Cost Optimization: Mostly undermined, but one of the most important factors when using the cloud. With the ease of boarding on to new infrastructure and services, developers at times fall into trap of over-provisioning the infrastructure, leaving capabilities unused, not freeing up unused resources, etc. Thankfully most cloud service providers give you a tool to monitor the usage of infrastructure and even have tools that can help you optimize your cost.

Automation: Cloud service providers provide us with tools for setting up infrastructure as code. The idea is to automate the process of setting up all infrastructure needs to avoid human failure. This also helps in restoring failed services automatically.

Handling Failures: Moving to the cloud also needs one to understand what can go wrong and how to handle those situations. For example, Microservices based architecture helps one to develop a system that is scalable and maintainable, but it also brings in a risk that with multiple microservices we have multiple things that can fail. Does our design take into account what will happen if one or more services are down?

Monitoring: Once an application is deployed to a production environment, you do not have any control our how your code and infrastructure will behave. If any problem is faced, logs are your only friends. Plus if you can have monitoring and alerting system in place you can detect and act upon potential issues before end customers start noticing them. Again cloud service providers provide us with tools for monitoring and alerting infrastructure and code level logs. We need to make sure we consider what options we can use while we are in designing the solution.

Amazon AWS Core Services

Recently Amazon has conducted free online training to provide an introduction to core services provided by Amazon Web Services or AWS. Follow this link https://aws.amazon.com/events/awsome-day/awsome-day-online/ to get more details about the training. It was divided into 5 modules, where it talked at a high level about the major services provided by AWS. The training is very useful for anyone wanting to know more about AWS services or Cloud services in general.

Here is the summary of training:

What is the cloud?
All your infrastructure needs are provided to you off the shelf. You do not need to setup or maintain any infrastructure. You provision what you need and when you need it, and pay for only what you use.
The advantage you get is that you do not need to pre-configure infrastructure and pay for everything upfront. You need not predict the exact capacity you need. The cloud provides you with an option to pay only for what you use. You have easy options to scale up or down based on your needs.

How you manage the infrastructure?
On-Premise: When you maintain the whole infrastructure on your premises.
Online Cloud or Cloud: You do not maintain any infrastructure and everything is owned by the cloud service providers.
Hybrid: A mix of on-premise and online cloud.

※

--- Objective 1 ---
Collect every line of the entries below that contains the string "bumper". Case counts.
--- Objective 2 ---
Carry on the cloud computing passage above, starting after its final sentence.

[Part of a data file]
※

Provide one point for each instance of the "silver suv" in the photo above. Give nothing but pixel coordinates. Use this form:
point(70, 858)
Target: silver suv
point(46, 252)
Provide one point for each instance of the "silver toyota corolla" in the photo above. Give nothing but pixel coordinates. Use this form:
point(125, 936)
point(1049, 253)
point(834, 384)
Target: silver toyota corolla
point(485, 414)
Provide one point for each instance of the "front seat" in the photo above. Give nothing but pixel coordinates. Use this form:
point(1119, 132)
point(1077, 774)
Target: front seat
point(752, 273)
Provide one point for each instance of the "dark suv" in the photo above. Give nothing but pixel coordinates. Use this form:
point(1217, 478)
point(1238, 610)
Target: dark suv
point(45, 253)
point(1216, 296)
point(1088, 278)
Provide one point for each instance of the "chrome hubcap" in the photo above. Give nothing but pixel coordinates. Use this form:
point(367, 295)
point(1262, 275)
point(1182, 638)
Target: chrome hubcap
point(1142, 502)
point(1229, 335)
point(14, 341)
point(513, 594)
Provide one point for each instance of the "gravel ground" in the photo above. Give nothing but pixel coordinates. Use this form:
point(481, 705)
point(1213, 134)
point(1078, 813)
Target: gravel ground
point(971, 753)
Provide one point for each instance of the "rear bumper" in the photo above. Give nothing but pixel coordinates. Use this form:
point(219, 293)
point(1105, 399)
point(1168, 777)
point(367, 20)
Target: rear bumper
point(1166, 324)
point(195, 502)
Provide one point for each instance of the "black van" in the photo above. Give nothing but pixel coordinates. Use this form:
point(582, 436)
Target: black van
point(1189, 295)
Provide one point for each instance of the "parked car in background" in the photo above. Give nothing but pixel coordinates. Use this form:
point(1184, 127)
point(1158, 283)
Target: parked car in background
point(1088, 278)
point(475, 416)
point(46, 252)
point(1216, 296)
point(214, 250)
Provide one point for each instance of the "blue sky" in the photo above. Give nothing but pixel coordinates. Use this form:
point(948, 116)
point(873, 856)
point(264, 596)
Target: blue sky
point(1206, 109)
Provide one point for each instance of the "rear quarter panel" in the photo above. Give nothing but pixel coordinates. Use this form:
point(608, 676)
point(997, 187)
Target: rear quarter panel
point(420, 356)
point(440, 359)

※

--- Right answer 1 ---
Provide one point for each instance of the "rear bumper" in the photo above. Give nothing but pixel coordinates. Use this form:
Target: rear bumper

--- Right answer 2 ---
Regions, Availability Zones, Data centers, and Edge location

Regions are the first thing you will need to choose when procuring a resource, mostly it is a geographic location like Singapore, US East, US west, etc. Each region has 2 or more availability zones (AZs). The availability zone has one or more data centers. Edge locations are customer-facing locations that can be set as endpoints for CDNs (Content Delivery Network).

An understanding of Regions and AZs is important to help us guide with Data governance legal requirements and proximity to customers (for better performance). Also, not all the services are available in all the regions, plus the cost might vary sometimes.

Amazon EC2: Virtual machines are the heart of any cloud system. Amazon provides EC2 or Elastic Cloud Compute to get compute resources. It has many configurations to choose from based on your needs.

Amazon EBS or Elastic Block Store: You can think of it as hard drives for your EC2. It is available in SSD and HDD types.

Amazon S3 or Simple Storage Service: S3 stores data in the form of objects. It gives 11 9’s or 99.999999999% durability. It is used for backup and storage, application hosting, media hosting and so on. You can secure and control access to your buckets using access policies. Also, you can turn on versioning to manage the version of objects/files. Additionally, you can also set up your bucket as a static website.

Amazon S3 glacier: This is low-cost storage for long term backup.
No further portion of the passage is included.